---------- Entries shown
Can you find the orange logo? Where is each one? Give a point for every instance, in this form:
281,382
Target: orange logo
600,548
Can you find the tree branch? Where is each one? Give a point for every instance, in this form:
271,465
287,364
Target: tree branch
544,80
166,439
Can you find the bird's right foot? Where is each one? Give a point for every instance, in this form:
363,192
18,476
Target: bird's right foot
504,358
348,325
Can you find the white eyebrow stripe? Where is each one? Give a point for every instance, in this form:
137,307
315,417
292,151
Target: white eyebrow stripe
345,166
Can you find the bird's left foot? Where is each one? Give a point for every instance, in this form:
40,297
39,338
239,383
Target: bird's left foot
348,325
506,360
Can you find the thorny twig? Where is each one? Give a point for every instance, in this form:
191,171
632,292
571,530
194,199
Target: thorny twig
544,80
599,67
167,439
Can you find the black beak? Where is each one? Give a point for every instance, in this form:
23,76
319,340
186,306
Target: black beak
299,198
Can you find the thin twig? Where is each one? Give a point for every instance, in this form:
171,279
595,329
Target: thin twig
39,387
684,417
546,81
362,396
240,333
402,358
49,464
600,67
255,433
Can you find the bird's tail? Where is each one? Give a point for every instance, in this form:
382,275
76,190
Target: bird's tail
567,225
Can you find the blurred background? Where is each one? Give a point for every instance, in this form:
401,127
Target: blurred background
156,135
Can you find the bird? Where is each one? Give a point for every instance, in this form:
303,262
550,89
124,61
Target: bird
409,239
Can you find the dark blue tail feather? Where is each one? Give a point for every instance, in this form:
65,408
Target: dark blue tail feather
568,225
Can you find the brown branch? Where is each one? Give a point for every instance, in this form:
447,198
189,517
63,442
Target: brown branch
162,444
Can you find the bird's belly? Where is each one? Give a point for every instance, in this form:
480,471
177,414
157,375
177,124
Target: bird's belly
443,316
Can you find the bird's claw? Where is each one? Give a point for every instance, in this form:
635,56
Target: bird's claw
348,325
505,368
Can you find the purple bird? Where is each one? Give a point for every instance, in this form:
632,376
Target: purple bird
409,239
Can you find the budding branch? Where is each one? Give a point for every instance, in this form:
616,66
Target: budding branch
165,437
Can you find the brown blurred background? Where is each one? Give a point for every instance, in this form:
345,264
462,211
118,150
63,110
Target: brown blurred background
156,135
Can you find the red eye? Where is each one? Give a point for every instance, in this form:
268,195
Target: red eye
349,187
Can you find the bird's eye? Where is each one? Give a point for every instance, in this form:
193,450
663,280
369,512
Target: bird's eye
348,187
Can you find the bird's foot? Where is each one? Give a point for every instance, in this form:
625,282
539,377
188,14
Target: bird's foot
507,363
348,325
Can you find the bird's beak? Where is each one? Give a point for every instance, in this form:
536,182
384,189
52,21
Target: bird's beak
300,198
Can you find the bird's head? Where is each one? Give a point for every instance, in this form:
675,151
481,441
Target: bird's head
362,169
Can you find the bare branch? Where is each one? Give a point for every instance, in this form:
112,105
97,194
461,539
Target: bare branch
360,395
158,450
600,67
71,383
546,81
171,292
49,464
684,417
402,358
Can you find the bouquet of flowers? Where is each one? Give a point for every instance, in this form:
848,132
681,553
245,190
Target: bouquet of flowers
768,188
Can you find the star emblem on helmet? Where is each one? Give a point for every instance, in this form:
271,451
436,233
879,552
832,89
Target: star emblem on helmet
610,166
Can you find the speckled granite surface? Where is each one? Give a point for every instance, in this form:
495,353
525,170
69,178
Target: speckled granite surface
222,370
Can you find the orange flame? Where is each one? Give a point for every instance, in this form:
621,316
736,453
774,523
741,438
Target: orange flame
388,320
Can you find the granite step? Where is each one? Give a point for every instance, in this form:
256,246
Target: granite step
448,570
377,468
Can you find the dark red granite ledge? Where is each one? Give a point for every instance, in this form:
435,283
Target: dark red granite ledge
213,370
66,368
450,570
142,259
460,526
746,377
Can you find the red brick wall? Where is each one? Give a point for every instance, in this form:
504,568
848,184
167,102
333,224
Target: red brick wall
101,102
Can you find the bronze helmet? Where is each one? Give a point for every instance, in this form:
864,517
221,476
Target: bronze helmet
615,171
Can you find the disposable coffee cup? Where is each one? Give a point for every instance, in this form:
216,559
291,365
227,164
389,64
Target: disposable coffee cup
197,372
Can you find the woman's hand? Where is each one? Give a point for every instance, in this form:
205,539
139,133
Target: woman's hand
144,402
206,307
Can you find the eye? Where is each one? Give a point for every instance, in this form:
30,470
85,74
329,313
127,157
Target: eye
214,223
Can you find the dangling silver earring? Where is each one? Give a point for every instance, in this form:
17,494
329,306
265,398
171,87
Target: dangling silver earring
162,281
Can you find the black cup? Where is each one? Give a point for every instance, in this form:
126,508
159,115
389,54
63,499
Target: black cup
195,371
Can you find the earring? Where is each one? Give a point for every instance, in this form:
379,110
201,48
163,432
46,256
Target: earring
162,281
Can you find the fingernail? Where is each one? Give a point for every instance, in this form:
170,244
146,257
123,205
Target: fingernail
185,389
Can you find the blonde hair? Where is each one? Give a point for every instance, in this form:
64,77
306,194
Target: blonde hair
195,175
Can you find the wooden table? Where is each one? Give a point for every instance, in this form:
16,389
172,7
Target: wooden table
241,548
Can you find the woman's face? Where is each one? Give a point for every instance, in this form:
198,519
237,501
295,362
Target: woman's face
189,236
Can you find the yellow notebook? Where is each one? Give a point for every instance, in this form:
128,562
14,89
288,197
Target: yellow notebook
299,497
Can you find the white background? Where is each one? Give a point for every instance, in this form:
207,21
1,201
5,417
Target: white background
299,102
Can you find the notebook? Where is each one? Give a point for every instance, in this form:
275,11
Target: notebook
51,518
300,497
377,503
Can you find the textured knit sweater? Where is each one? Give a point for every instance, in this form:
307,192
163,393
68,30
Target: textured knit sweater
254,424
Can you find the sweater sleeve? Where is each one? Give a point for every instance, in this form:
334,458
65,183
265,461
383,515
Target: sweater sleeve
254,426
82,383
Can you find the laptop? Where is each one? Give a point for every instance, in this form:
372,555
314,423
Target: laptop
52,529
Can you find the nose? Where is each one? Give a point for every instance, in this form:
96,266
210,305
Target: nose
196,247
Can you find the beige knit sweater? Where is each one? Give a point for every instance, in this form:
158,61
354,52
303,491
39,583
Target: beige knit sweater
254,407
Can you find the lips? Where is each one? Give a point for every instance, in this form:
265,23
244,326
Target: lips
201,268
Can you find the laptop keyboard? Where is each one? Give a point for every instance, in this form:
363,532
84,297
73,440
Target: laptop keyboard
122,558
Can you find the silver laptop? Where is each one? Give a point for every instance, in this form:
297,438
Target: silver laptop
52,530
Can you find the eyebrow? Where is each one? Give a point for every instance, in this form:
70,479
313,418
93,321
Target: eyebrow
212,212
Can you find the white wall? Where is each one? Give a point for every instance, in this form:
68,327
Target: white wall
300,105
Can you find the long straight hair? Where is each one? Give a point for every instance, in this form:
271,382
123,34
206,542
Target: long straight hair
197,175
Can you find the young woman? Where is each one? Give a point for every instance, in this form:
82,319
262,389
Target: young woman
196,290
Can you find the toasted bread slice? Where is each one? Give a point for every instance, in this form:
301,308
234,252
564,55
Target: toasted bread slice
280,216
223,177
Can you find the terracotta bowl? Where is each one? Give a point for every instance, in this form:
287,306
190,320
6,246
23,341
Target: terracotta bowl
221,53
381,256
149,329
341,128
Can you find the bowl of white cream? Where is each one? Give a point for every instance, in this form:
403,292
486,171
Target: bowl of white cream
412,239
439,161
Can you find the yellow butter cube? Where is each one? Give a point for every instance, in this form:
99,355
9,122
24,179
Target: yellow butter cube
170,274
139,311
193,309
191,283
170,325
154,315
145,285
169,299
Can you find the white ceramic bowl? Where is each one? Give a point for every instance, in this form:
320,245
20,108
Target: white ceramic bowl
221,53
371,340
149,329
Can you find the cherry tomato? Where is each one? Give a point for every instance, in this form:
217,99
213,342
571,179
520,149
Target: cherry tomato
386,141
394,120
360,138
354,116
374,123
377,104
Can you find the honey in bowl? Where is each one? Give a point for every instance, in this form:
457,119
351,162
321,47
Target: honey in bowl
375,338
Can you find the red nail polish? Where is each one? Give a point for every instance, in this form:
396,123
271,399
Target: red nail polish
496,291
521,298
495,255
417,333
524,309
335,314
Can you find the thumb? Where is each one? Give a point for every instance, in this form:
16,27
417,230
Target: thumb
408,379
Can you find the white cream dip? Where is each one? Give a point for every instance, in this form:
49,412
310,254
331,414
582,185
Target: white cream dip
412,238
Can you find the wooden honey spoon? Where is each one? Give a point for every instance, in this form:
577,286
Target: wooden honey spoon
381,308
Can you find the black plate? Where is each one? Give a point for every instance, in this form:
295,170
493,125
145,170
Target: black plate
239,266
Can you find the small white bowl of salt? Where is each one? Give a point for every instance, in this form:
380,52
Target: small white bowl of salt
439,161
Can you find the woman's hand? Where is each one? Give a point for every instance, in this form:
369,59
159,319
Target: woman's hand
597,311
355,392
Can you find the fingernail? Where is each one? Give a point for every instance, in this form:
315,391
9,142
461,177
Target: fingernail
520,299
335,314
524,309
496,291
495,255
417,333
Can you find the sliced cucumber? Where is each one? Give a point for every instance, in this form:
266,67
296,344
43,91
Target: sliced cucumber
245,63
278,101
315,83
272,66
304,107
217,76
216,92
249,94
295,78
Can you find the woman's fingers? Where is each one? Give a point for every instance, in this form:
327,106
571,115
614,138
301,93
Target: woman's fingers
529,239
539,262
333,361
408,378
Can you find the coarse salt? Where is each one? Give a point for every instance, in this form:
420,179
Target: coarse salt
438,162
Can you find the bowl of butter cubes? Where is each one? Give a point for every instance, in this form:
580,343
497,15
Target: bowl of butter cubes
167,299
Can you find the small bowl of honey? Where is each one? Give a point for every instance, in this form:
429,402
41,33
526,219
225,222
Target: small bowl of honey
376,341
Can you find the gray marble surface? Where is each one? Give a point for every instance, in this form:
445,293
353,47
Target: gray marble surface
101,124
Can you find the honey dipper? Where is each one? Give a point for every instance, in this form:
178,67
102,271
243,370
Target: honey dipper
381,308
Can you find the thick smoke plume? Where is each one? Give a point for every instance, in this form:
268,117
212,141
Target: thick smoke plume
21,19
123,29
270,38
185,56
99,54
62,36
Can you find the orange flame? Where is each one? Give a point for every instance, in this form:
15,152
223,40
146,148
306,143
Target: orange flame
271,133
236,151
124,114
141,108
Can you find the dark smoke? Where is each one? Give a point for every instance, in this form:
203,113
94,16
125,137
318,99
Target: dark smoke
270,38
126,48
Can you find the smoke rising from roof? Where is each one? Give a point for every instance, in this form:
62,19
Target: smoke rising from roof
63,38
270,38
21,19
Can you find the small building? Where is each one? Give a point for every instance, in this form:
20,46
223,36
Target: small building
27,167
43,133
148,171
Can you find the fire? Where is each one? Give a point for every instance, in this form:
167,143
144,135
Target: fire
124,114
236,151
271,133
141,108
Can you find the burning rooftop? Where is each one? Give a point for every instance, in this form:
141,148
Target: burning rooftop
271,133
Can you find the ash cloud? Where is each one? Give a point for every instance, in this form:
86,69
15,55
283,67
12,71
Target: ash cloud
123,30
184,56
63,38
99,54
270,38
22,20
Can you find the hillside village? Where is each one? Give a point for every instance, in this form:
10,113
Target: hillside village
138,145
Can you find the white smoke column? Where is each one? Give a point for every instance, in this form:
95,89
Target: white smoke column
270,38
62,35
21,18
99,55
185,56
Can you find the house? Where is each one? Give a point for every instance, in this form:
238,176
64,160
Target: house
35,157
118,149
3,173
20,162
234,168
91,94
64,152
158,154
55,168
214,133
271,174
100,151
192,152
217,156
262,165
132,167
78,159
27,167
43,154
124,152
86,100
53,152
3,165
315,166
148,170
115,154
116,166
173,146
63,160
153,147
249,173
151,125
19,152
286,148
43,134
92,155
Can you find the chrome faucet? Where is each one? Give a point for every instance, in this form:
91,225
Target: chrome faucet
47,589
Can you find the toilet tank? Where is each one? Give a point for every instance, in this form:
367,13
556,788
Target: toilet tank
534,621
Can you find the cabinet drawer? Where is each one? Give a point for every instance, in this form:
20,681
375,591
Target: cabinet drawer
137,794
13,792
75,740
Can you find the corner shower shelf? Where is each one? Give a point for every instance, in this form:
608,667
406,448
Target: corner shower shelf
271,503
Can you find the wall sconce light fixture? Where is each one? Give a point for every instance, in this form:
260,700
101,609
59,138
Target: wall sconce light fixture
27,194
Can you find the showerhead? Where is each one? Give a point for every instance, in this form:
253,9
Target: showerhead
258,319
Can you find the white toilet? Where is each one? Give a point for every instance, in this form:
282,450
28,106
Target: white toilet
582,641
--------------------
## Short exercise
Rewrite every line from the one containing "Can you find the white smoke" through the end of the lines, both ends included, and scale each answer point coordinate by 1.85, rounding to the nearest whole number with halves rounded up. Copy everything else in these lines unchanged, including the numbers that are not answer coordinates.

## Output
Can you find the white smoke column? Where is each one? Give a point for every instance, in this form:
95,89
Target: white smoke column
500,70
115,65
39,33
183,102
342,104
Can you find the house? Where is each one? Give a point for every instance, in this form:
238,176
64,160
Target: house
65,290
218,276
6,320
37,300
433,311
168,174
118,281
292,285
102,311
396,246
501,322
185,279
355,281
401,289
485,305
244,309
144,294
50,309
80,285
229,281
159,185
98,281
6,305
583,307
274,315
213,285
215,307
320,270
117,296
283,272
461,320
279,231
35,281
529,274
80,248
170,287
Can you find the chrome faucet? Where is each one? Give a point for every instance, in this form:
91,225
Target: chrome faucet
87,1090
Can you find the toilet tank? Where is each one? Give a point for every instance, in this form:
367,13
556,788
Target: toilet tank
988,1149
Can you find the cabinet drawer? Where is each one? Give a point for every instance, in this form:
20,681
375,591
Target: cabinet drawer
253,1469
24,1465
139,1369
Can you find the corner shower shelf? Where is each one? Give a point for every instance, in this form:
608,667
406,448
Target: corner shower shelf
501,931
Can you find the wall sconce light fixture? Where is each one? Give a point for every instance, in this form:
260,700
101,609
59,138
Target: wall sconce light fixture
50,359
Can you find the showerhead? Where is each one? Give a point for every instance, in this form:
253,9
Target: showerhead
477,590
Can you find the white toilet? Where is each one? Give a point for every instance, in this form:
282,450
28,106
Target: white toilet
1077,1186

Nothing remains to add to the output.